*Data for processing*

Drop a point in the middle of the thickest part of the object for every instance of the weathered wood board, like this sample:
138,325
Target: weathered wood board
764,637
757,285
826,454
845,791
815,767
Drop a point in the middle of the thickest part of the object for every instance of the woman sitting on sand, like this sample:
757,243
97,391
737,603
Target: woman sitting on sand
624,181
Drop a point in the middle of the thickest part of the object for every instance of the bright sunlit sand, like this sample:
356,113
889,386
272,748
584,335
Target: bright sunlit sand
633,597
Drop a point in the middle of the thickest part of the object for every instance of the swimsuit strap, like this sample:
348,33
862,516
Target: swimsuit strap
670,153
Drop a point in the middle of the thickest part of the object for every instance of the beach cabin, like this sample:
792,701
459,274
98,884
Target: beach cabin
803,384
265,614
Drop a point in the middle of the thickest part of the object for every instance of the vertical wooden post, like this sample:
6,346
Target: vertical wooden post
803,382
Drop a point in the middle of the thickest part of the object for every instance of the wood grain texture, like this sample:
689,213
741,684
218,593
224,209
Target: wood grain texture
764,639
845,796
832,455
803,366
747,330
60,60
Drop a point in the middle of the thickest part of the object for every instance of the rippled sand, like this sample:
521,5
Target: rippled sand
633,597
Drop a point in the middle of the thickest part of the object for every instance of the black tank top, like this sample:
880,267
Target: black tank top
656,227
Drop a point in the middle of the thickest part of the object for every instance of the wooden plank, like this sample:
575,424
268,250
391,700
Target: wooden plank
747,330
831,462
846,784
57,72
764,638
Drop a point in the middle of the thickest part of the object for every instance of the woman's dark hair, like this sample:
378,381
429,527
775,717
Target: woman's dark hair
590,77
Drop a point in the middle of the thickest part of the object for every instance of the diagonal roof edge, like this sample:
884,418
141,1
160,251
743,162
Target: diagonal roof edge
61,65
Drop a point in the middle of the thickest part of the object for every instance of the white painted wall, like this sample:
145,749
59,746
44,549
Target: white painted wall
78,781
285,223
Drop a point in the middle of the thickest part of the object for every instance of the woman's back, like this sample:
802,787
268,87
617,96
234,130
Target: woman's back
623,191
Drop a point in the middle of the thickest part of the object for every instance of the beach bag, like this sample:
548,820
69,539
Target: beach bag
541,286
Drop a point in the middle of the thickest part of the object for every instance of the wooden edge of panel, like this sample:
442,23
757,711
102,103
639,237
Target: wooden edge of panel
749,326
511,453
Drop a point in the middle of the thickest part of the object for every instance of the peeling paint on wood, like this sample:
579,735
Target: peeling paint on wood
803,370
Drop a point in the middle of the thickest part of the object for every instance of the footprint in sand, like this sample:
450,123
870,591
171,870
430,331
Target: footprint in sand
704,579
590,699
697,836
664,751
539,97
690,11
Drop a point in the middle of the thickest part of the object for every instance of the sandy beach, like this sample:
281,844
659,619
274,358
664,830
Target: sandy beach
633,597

*What this task involves*
Can you convert every line of the entries above into a Markdown table with a "Row" column holding the row number and a "Text" column holding the line, leaving out blank lines?

*Solution for this problem*
| Row | Text |
|---|---|
| 1 | Drop a point in the middle of the thickest part of the object for every instance of the weathered wood board, like this sample: |
| 2 | 138,325 |
| 3 | Target: weathered wood board |
| 4 | 764,637 |
| 5 | 757,285 |
| 6 | 826,454 |
| 7 | 845,791 |
| 8 | 815,767 |
| 9 | Drop a point in the middle of the thickest part of the object for every instance of the woman sitting on sand, like this sample: |
| 10 | 757,243 |
| 11 | 97,391 |
| 12 | 737,603 |
| 13 | Target: woman sitting on sand |
| 14 | 624,181 |
| 15 | Drop a point in the middle of the thickest part of the object for every instance of the bright sunlit sand, like this sample: |
| 16 | 356,113 |
| 17 | 889,386 |
| 18 | 272,748 |
| 19 | 584,335 |
| 20 | Target: bright sunlit sand |
| 21 | 633,597 |
| 22 | Drop a point in the middle of the thickest part of the object for every instance of the swimsuit strap, like this sample: |
| 23 | 348,33 |
| 24 | 862,516 |
| 25 | Target: swimsuit strap |
| 26 | 670,153 |
| 27 | Drop a point in the middle of the thickest part of the object for every instance of the beach cabin, like this sample: |
| 28 | 792,701 |
| 29 | 459,274 |
| 30 | 98,884 |
| 31 | Target: beach cabin |
| 32 | 803,384 |
| 33 | 265,614 |
| 34 | Drop a point in the middle of the thickest part of the object for every instance of the vertical wooden post, like this sample: |
| 35 | 6,346 |
| 36 | Target: vertical wooden post |
| 37 | 803,382 |
| 38 | Drop a point in the middle of the thickest part of the object for every instance of the wood grain texture, like this sample: |
| 39 | 689,213 |
| 40 | 741,684 |
| 41 | 218,593 |
| 42 | 224,209 |
| 43 | Target: wood grain texture |
| 44 | 764,639 |
| 45 | 845,796 |
| 46 | 832,455 |
| 47 | 803,366 |
| 48 | 747,330 |
| 49 | 60,60 |
| 50 | Drop a point in the middle of the thickest part of the object for every instance of the rippled sand, like this sample: |
| 51 | 521,5 |
| 52 | Target: rippled sand |
| 53 | 633,597 |
| 54 | Drop a point in the middle of the thickest part of the object for every instance of the black tank top, like this sample: |
| 55 | 880,267 |
| 56 | Target: black tank top |
| 57 | 656,227 |
| 58 | Drop a point in the middle of the thickest part of the object for every instance of the wooden plank, like this sample: |
| 59 | 575,424 |
| 60 | 268,250 |
| 61 | 391,700 |
| 62 | Target: wooden plank |
| 63 | 747,330 |
| 64 | 831,462 |
| 65 | 846,784 |
| 66 | 57,72 |
| 67 | 764,638 |
| 68 | Drop a point in the middle of the thickest part of the object for every instance of the woman's dark hair, like this sample: |
| 69 | 378,381 |
| 70 | 429,527 |
| 71 | 775,717 |
| 72 | Target: woman's dark hair |
| 73 | 590,77 |
| 74 | Drop a point in the middle of the thickest part of the object for every instance of the diagonal roof edge, like this sample: |
| 75 | 884,418 |
| 76 | 141,1 |
| 77 | 160,251 |
| 78 | 743,162 |
| 79 | Target: diagonal roof edge |
| 80 | 61,65 |
| 81 | Drop a point in the middle of the thickest part of the object for every instance of the white painted wall, like this sample: |
| 82 | 145,749 |
| 83 | 59,746 |
| 84 | 44,549 |
| 85 | Target: white painted wall |
| 86 | 78,781 |
| 87 | 285,223 |
| 88 | Drop a point in the middle of the thickest part of the object for every instance of the woman's back, like this sample: |
| 89 | 802,787 |
| 90 | 268,87 |
| 91 | 617,96 |
| 92 | 234,130 |
| 93 | Target: woman's back |
| 94 | 623,191 |
| 95 | Drop a point in the middle of the thickest part of the object for every instance of the beach bag, like this sample: |
| 96 | 548,820 |
| 97 | 69,539 |
| 98 | Target: beach bag |
| 99 | 541,286 |
| 100 | Drop a point in the middle of the thickest part of the object for every instance of the wooden edge of panel, like this sample: |
| 101 | 442,23 |
| 102 | 757,711 |
| 103 | 102,103 |
| 104 | 639,237 |
| 105 | Target: wooden edge of panel |
| 106 | 749,326 |
| 107 | 511,453 |
| 108 | Drop a point in the middle of the thickest part of the object for every instance of the peeling paint on wood, like this sample: |
| 109 | 579,735 |
| 110 | Target: peeling paint on wood |
| 111 | 803,370 |
| 112 | Drop a point in the middle of the thickest part of the object for every instance of the footprint in sand, like this sample: |
| 113 | 450,123 |
| 114 | 870,591 |
| 115 | 171,870 |
| 116 | 430,331 |
| 117 | Target: footprint in sand |
| 118 | 704,579 |
| 119 | 590,699 |
| 120 | 697,836 |
| 121 | 664,751 |
| 122 | 539,97 |
| 123 | 690,11 |
| 124 | Drop a point in the middle of the thickest part of the object for every instance of the sandy beach, like this sample: |
| 125 | 281,844 |
| 126 | 659,619 |
| 127 | 274,358 |
| 128 | 664,830 |
| 129 | Target: sandy beach |
| 130 | 633,597 |